▶ [Text for analysis]
....................

Monday, September 15, 2008

TOP TEN SIGNS YOUR NOVEL WILL NOT WIN A PEN/FAULKNER AWARD

Top Ten Signs Your Novel will not Win a PEN/Faulkner Award

10. Your theme: Bitch better have my money

9. Your plot: Man vs Cake

8. Main character: Perry Hotter

7. Wrote two beginnings and a middle, but no end

6. You follow a maverick policeman who easily avenges his partner's murder with careful investigation and proper case handling

5. Published exclusively on Bazooka gum wrappers

4. Final chapter concludes with a plea for all mankind to embrace penis enlargement

3. Chapter one: "Rollin' in my five-point-oh." Chapter two: "Got my ragtop down so my hair can blow."

2. You illustrate man's inhumanity to Aimee Mann

And the number one sign your novel will not win a PEN/Faulkner Award...

....................

▶ [Supplied data]
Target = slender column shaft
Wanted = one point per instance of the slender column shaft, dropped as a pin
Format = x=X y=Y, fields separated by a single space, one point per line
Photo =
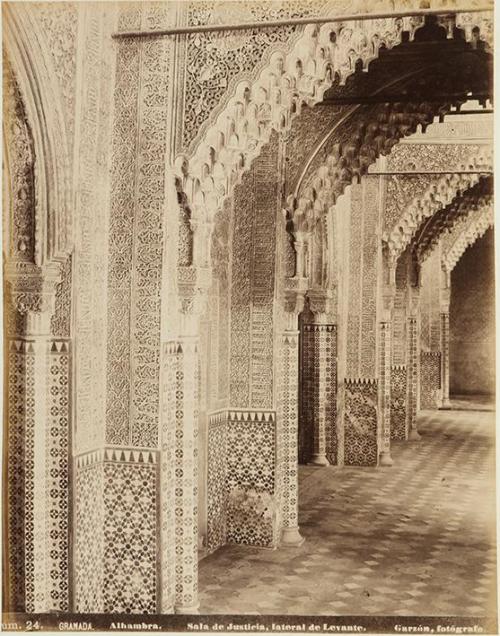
x=445 y=360
x=288 y=432
x=179 y=478
x=413 y=371
x=385 y=392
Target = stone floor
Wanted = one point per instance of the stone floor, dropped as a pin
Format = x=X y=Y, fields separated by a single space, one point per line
x=416 y=539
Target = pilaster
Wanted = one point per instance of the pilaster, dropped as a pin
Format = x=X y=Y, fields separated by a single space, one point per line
x=413 y=363
x=38 y=437
x=288 y=411
x=319 y=379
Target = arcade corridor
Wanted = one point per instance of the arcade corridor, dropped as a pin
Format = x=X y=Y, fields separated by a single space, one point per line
x=414 y=539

....................

▶ [Requirement 1] In the PEN/Faulkner Award list, what main character does sign number 8 give?
▶ [Requirement 2] Give again the part of the PEN/Faulkner Award list that begins at the words "5. Published exclusively" and stops after "a PEN/Faulkner Award...".

▶ [Output 1] Perry Hotter

▶ [Output 2]
5. Published exclusively on Bazooka gum wrappers

4. Final chapter concludes with a plea for all mankind to embrace penis enlargement

3. Chapter one: "Rollin' in my five-point-oh." Chapter two: "Got my ragtop down so my hair can blow."

2. You illustrate man's inhumanity to Aimee Mann

And the number one sign your novel will not win a PEN/Faulkner Award...